Extracted records

◆ ◆ ◆ ◆

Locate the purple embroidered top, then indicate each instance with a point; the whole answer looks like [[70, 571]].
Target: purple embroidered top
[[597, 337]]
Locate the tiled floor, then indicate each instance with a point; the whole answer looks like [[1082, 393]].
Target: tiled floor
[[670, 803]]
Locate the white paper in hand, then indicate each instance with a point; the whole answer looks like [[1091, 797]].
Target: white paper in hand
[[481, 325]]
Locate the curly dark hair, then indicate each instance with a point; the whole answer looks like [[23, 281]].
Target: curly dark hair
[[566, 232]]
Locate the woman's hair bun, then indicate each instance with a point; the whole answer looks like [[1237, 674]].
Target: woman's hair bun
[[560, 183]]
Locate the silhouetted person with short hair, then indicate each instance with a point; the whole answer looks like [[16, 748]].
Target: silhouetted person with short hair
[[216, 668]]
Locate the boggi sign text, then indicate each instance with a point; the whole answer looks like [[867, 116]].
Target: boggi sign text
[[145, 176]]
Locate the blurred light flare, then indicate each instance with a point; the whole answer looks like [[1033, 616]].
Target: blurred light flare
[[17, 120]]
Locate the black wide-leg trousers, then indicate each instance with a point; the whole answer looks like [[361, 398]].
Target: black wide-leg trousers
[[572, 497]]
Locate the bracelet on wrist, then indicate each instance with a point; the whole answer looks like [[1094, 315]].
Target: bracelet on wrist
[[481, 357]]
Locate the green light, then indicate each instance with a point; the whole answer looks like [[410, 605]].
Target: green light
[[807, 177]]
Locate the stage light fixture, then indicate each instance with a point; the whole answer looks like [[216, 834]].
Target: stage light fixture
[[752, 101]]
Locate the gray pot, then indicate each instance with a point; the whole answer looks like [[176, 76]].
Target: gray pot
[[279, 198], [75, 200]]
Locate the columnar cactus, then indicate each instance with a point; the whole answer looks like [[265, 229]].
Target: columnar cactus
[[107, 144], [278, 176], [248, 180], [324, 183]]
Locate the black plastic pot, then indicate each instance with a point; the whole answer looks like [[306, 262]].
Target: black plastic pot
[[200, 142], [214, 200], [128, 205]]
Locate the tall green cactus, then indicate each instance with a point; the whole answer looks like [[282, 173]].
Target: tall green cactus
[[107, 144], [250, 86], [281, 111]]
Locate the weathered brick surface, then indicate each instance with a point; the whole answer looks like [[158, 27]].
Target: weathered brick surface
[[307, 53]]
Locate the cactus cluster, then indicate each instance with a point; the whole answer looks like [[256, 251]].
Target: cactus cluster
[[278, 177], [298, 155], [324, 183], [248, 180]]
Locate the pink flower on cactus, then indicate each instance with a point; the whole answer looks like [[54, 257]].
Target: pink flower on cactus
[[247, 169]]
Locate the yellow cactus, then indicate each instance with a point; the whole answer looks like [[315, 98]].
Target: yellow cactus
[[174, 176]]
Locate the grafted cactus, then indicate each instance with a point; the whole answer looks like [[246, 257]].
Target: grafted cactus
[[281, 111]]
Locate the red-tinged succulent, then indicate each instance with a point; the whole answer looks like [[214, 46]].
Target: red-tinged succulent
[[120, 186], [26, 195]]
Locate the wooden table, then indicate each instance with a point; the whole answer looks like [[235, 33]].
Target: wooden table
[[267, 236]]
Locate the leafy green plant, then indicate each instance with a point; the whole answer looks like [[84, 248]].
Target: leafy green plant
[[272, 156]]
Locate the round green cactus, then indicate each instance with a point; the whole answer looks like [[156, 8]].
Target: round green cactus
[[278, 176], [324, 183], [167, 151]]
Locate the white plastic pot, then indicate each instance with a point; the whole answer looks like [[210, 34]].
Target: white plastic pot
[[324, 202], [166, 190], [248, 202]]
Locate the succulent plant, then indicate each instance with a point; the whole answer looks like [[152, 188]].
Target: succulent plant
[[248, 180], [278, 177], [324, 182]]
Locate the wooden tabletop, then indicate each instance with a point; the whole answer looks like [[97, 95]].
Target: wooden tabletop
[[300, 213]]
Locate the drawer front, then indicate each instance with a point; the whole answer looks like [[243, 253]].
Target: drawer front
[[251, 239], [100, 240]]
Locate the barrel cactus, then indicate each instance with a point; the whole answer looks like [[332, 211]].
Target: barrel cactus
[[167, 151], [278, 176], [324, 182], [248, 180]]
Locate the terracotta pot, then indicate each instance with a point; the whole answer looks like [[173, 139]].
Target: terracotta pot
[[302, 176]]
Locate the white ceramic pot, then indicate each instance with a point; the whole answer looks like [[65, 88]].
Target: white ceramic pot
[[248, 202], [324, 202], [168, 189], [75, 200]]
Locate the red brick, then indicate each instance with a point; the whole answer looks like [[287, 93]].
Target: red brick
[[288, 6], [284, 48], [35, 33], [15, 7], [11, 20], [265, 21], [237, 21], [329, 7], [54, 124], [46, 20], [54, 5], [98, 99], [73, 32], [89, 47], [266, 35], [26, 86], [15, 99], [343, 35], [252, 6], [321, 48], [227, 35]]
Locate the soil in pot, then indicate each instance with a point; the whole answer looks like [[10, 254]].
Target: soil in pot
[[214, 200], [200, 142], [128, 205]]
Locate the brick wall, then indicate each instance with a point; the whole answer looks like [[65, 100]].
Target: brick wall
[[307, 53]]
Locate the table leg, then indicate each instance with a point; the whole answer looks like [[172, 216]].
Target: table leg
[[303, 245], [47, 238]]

◆ ◆ ◆ ◆

Direction
Convert every line of the items above into a Markdown table with the columns Row and Line, numbering the rows in order and leaving out blank lines.

The completed task
| Row | Line |
|---|---|
| 1 | Locate the purple embroidered top, then indicate each instance with a point; the whole answer looks like [[70, 571]]. |
| 2 | Target: purple embroidered top |
| 3 | [[597, 337]] |
| 4 | Locate the tiled floor, then indicate each instance with a point; the whole answer looks like [[1082, 393]]. |
| 5 | Target: tiled floor |
| 6 | [[670, 803]] |
| 7 | Locate the white paper in hand, then indicate each instance with a point; the whole answer looks like [[1091, 797]]. |
| 8 | Target: white paper in hand |
| 9 | [[481, 325]] |
| 10 | Locate the curly dark hair, then indicate each instance with a point; the whole answer looks like [[23, 281]]. |
| 11 | Target: curly dark hair |
| 12 | [[566, 232]] |
| 13 | Locate the woman's hair bun, then indicate each instance with a point; the whole answer looks like [[1237, 674]]. |
| 14 | Target: woman's hair bun |
| 15 | [[560, 183]] |
| 16 | Locate the silhouetted person with short hair, then indicate each instance with a point; the whole answer looks like [[16, 748]]. |
| 17 | Target: silhouetted person with short hair |
| 18 | [[216, 668]] |
| 19 | Locate the boggi sign text, then indicate each instance with a point; the whole answer looks like [[867, 116]]. |
| 20 | Target: boggi sign text |
| 21 | [[145, 176]] |
| 22 | Locate the blurred light flare, then indicate each instance with a point; the whole answer looks like [[1033, 616]]. |
| 23 | Target: blurred light flare |
| 24 | [[17, 120]] |
| 25 | Locate the black wide-leg trousers, then indicate each instance with a point; the whole answer looks like [[361, 398]]. |
| 26 | Target: black wide-leg trousers |
| 27 | [[572, 497]] |
| 28 | Locate the bracelet on wrist, then indicate each instance with a point; the whole answer looks like [[1094, 315]]. |
| 29 | Target: bracelet on wrist |
| 30 | [[481, 357]] |
| 31 | Locate the green light, then indicate each instance with a point; the whole answer looks like [[410, 605]]. |
| 32 | Target: green light |
| 33 | [[807, 177]] |
| 34 | Locate the stage light fixture, then indicate each instance with a point; the whole answer looks like [[216, 834]]. |
| 35 | Target: stage light fixture |
| 36 | [[752, 101]] |
| 37 | Locate the gray pot, then indicate each instance with a point; the whole answer looks like [[176, 76]]. |
| 38 | Target: gray pot |
| 39 | [[279, 198], [75, 200]] |
| 40 | Locate the columnar cactus, then indicate each instance with a point; the whole answer looks like [[265, 229]]. |
| 41 | Target: columnar cactus |
| 42 | [[107, 144], [278, 176], [248, 180], [324, 183]] |
| 43 | Locate the black plastic pot, then indicate each instance with a point; the whole answer looks like [[306, 262]]. |
| 44 | Target: black plastic pot |
| 45 | [[200, 142], [214, 200], [128, 205]] |
| 46 | Locate the tall green cactus, then indicate each instance with a point; the whole answer looks like [[282, 173]]. |
| 47 | Target: tall green cactus |
| 48 | [[107, 144], [250, 86], [281, 111]] |
| 49 | Locate the weathered brick surface, then indicate each instance with a point; the whole answer looks like [[158, 27]]. |
| 50 | Target: weathered brick surface |
| 51 | [[307, 53]] |
| 52 | Locate the cactus cluster, then indicate each instance with a point; the whole answer looks like [[256, 251]]. |
| 53 | Target: cactus cluster |
| 54 | [[278, 177], [298, 155], [324, 183], [248, 180]] |
| 55 | Locate the pink flower on cactus, then indicate each instance with a point; the whole answer looks like [[54, 257]]. |
| 56 | Target: pink flower on cactus |
| 57 | [[247, 169]] |
| 58 | Locate the yellow cactus, then indicate each instance with a point; the whole answer looks like [[315, 98]]. |
| 59 | Target: yellow cactus |
| 60 | [[174, 176]] |
| 61 | Locate the grafted cactus, then indicate each instance with a point; the whole answer looks like [[246, 257]]. |
| 62 | Target: grafted cactus |
| 63 | [[281, 111]] |
| 64 | Locate the red-tinged succulent, then indicate each instance with a point; the whole answer looks like [[214, 46]]. |
| 65 | Target: red-tinged succulent |
| 66 | [[120, 186], [26, 195]] |
| 67 | Locate the wooden table, then indicate each instance with a point; the whole answer looks like [[235, 33]]. |
| 68 | Target: wooden table |
| 69 | [[267, 236]] |
| 70 | Locate the leafy green plant, then indicate each instance with a point; the whole answer looks like [[84, 248]]. |
| 71 | Target: leafy green plant |
| 72 | [[272, 156]] |
| 73 | Locate the round green cactus, then indicate each instance with a point; the whole answer looks like [[156, 8]]. |
| 74 | Target: round green cactus |
| 75 | [[278, 176], [324, 183], [167, 151]] |
| 76 | Locate the white plastic pot, then indicate each instance with a point; the whole answer looks like [[210, 34]]. |
| 77 | Target: white plastic pot |
| 78 | [[324, 202], [166, 190], [248, 202]] |
| 79 | Locate the succulent plant, then indicate each instance with a point; the whole answer looks like [[152, 188]]. |
| 80 | Target: succulent plant |
| 81 | [[248, 180], [278, 177], [324, 182]] |
| 82 | Locate the wooden tabletop, then indicate each instance with a point; the whole answer looks like [[97, 95]]. |
| 83 | Target: wooden tabletop |
| 84 | [[300, 213]] |
| 85 | Locate the drawer front, then indicate each instance with a point; the whole answer looks like [[243, 253]]. |
| 86 | Target: drawer front |
| 87 | [[251, 239], [100, 240]] |
| 88 | Locate the barrel cactus, then indicate each instance with a point; the whole answer looks like [[332, 211]]. |
| 89 | Target: barrel cactus |
| 90 | [[167, 151], [278, 176], [324, 182], [248, 180]] |
| 91 | Locate the terracotta pot, then indicate each instance with a point; the whole answer looks like [[173, 139]]. |
| 92 | Target: terracotta pot |
| 93 | [[302, 176]] |
| 94 | Locate the white ceramic pot, then indicate each instance with a point; the whole answer looks like [[65, 88]]. |
| 95 | Target: white ceramic pot |
| 96 | [[248, 202], [324, 202], [168, 189], [75, 200]] |
| 97 | Locate the red brick, then indicate each instance with a point; the whole answer looks like [[287, 93]]. |
| 98 | Target: red brick |
| 99 | [[288, 6], [284, 48], [35, 33], [15, 7], [11, 20], [265, 21], [237, 21], [329, 7], [54, 124], [46, 20], [54, 5], [98, 99], [73, 32], [89, 47], [266, 35], [26, 86], [15, 99], [343, 35], [252, 6], [321, 48], [227, 35]] |
| 100 | Locate the soil in pot, then indicate each instance with a point; the whole answer looks like [[10, 254]]. |
| 101 | Target: soil in pot |
| 102 | [[214, 200], [200, 142], [128, 205]] |
| 103 | Locate the brick wall, then indicate each instance with a point; the whole answer looks like [[65, 100]]. |
| 104 | Target: brick wall |
| 105 | [[307, 53]] |
| 106 | Locate the table leg, then indicate each instance with a point; the whole answer looks like [[172, 216]]. |
| 107 | Target: table leg |
| 108 | [[303, 245], [47, 238]] |